--- DATA PROVIDED Enclosed Below ---

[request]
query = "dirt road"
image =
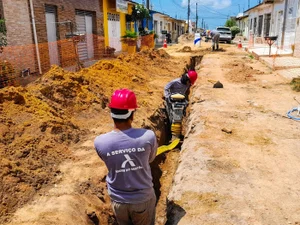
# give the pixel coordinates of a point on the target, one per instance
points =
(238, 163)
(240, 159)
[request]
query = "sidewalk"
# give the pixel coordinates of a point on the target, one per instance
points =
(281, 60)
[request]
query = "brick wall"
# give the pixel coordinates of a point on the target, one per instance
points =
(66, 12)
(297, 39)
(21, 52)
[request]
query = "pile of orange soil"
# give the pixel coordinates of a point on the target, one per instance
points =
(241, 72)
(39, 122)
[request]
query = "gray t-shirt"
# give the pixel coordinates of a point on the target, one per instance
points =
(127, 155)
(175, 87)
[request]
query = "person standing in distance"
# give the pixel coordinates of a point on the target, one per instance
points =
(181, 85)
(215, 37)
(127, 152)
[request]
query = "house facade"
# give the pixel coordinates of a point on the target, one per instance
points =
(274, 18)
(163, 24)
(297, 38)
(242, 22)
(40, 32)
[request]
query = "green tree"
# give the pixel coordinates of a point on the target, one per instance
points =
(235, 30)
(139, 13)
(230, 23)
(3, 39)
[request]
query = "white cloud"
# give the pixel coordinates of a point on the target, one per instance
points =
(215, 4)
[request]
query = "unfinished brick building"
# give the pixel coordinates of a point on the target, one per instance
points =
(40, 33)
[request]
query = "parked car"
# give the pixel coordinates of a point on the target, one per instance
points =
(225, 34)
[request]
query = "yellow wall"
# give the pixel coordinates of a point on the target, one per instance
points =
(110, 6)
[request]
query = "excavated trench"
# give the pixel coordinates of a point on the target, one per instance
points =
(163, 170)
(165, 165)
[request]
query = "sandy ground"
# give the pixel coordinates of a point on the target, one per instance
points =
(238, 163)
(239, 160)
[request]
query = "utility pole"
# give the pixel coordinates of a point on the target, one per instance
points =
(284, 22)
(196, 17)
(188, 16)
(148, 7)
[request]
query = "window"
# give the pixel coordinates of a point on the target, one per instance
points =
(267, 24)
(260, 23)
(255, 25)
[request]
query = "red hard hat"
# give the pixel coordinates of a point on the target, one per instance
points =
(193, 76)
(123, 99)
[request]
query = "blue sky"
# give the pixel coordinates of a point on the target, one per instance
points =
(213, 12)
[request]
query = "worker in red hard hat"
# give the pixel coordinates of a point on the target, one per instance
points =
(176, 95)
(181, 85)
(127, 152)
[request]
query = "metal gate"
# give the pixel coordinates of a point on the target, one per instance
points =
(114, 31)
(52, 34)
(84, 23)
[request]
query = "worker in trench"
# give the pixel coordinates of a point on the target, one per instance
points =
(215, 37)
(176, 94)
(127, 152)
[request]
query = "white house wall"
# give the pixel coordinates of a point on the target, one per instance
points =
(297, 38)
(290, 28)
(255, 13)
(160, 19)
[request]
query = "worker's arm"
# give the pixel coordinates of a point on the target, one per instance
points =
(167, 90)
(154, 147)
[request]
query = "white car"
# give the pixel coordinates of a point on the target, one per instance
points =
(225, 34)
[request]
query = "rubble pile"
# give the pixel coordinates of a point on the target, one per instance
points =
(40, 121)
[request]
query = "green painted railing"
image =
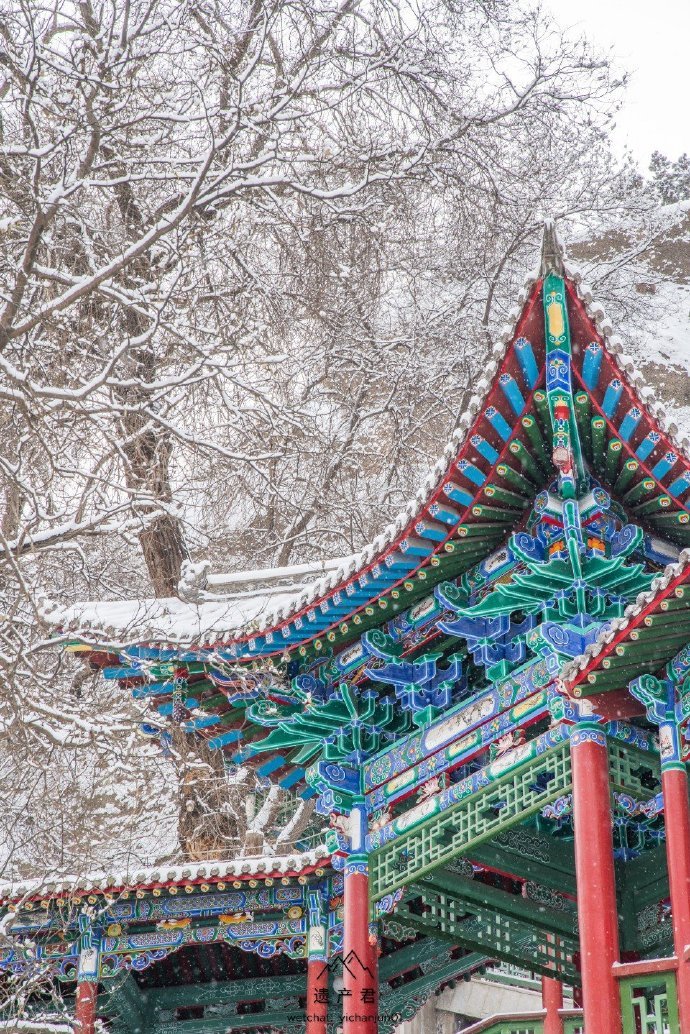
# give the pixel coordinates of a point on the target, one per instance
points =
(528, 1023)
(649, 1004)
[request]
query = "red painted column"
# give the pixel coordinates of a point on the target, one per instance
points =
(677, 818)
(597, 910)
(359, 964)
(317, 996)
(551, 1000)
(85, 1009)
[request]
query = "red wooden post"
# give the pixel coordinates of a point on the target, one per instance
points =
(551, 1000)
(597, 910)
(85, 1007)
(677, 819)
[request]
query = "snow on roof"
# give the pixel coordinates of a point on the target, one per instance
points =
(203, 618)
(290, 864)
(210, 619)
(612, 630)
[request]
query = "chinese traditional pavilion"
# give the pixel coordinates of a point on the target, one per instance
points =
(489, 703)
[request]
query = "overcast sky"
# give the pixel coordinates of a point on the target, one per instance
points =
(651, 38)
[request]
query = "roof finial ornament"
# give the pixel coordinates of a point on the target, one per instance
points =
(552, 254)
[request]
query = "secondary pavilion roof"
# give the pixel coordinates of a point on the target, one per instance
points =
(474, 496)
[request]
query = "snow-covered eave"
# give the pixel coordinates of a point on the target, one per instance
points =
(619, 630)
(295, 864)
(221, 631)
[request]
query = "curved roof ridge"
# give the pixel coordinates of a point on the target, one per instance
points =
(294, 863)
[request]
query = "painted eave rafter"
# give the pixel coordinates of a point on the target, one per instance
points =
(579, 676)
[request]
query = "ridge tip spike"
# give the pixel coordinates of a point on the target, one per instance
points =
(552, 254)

--- End of Enclosed DATA PROVIDED ---

WORK ORDER:
No pictures should appear in the copy, and each record above is to be returned exactly.

RESPONSE TO THIS TASK:
[request]
query = "dirt road"
image =
# give the pixel coordinates of a point on the target, one per instance
points =
(238, 163)
(240, 159)
[request]
query = "sidewalk"
# give the pixel coordinates of a point on the target, one per instance
points =
(281, 60)
[request]
query = "brick wall"
# give the pixel coordinates of a point on the target, one per instance
points =
(66, 12)
(297, 39)
(21, 52)
[request]
query = "pile of orange soil"
# give the pixel coordinates of a point on the target, one per instance
points =
(241, 72)
(39, 122)
[request]
query = "gray t-shirt"
# give the pixel coordinates of a point on the target, one per instance
points =
(127, 155)
(175, 87)
[request]
query = "person standing in distance"
# give the pixel coordinates of a point on the target, one per instance
points =
(181, 85)
(215, 37)
(127, 152)
[request]
query = "house facade"
# give the pixel coordinates of a point on the target, one per instance
points =
(274, 18)
(163, 24)
(297, 38)
(242, 22)
(40, 32)
[request]
query = "green tree"
# give the pixel coordinates of a point on the target, one per instance
points =
(235, 30)
(139, 13)
(230, 23)
(3, 39)
[request]
query = "white cloud"
# give the pixel coordinates of a point on the target, one per instance
points =
(215, 4)
[request]
query = "unfinished brick building"
# give the pixel coordinates of a point on the target, one per instance
points =
(40, 33)
[request]
query = "parked car"
# give the pixel coordinates of a point on the target, one per instance
points =
(225, 34)
[request]
query = "yellow wall"
# give the pixel coordinates of a point on the target, one per instance
points =
(110, 6)
[request]
query = "excavated trench"
# give the pixel coordinates of a point on the target, one per instance
points =
(163, 170)
(165, 165)
[request]
query = "sandy ground"
# give the pixel coordinates of a point on the target, one per instance
points =
(238, 163)
(239, 160)
[request]
query = "utility pole"
# give the pixel coordinates of a point on the target, one per instance
points =
(284, 22)
(196, 17)
(188, 16)
(148, 7)
[request]
query = "window"
# give the pixel coordinates of a point on the target, one per instance
points =
(267, 24)
(260, 23)
(255, 25)
[request]
query = "red hard hat"
# give the pixel coordinates of a point on the target, one per instance
points =
(193, 76)
(123, 99)
[request]
query = "blue sky"
# give the pixel coordinates of a point on the target, one per instance
points =
(213, 12)
[request]
query = "worker in red hard hat"
# give the pixel coordinates of a point on the target, one per instance
points =
(176, 95)
(181, 85)
(127, 152)
[request]
query = "metal gate"
# give the pixel coordinates of a point on the target, one per instance
points =
(114, 31)
(52, 34)
(84, 23)
[request]
query = "worker in trench"
# give the pixel coordinates of a point on the target, one per instance
points =
(215, 37)
(176, 94)
(127, 152)
[request]
query = "white house wall"
# give the pixel coordinates of a point on the target, one per instance
points =
(297, 38)
(290, 28)
(255, 13)
(160, 19)
[request]
query = "worker's arm"
# give the pixel coordinates of a point on the target, one per instance
points =
(167, 90)
(154, 147)
[request]
query = "white car"
# give the pixel coordinates of a point on the target, one per instance
points =
(225, 34)
[request]
query = "rubble pile"
# give the pixel coordinates of a point on the target, one per instance
points =
(40, 121)
[request]
query = "green painted railing"
image =
# give the pixel coordinates of a point on the target, one per instance
points =
(528, 1023)
(649, 1004)
[request]
query = "red painted column"
# give the pixel coordinates of a point on the target, one per instance
points =
(677, 818)
(597, 910)
(359, 964)
(317, 996)
(551, 1000)
(85, 1009)
[request]
query = "red wooden post"
# give the pixel coordinates of a point on the target, one per instance
points =
(551, 1000)
(597, 910)
(85, 1007)
(677, 819)
[request]
query = "snow on roof"
# give the pixel coordinates of a point on the target, one per instance
points =
(203, 618)
(290, 864)
(210, 619)
(612, 630)
[request]
query = "chinese traditional pavilion"
# give the pixel coordinates of a point on the target, one per instance
points =
(489, 703)
[request]
query = "overcast sky"
# give the pixel coordinates of a point on the target, one per instance
points =
(651, 38)
[request]
query = "roof finial ornament"
# give the pixel coordinates of a point on the target, one per instance
points =
(552, 254)
[request]
query = "secondary pavilion roof"
# give the pixel coordinates of a point on the target, one per instance
points =
(474, 496)
[request]
query = "snow-covered eave"
# give the pixel coordinates of a point on the target, one per instance
points =
(619, 630)
(295, 864)
(221, 631)
[request]
query = "curved roof ridge"
# give the pixel coordinates of a point on the target, one per instance
points =
(294, 863)
[request]
query = "painted eave rafter"
# give the pixel coordinates of a point on the target, one per instance
points =
(579, 676)
[request]
query = "ridge tip spike"
# give the pixel coordinates of a point on the target, one per instance
points =
(552, 254)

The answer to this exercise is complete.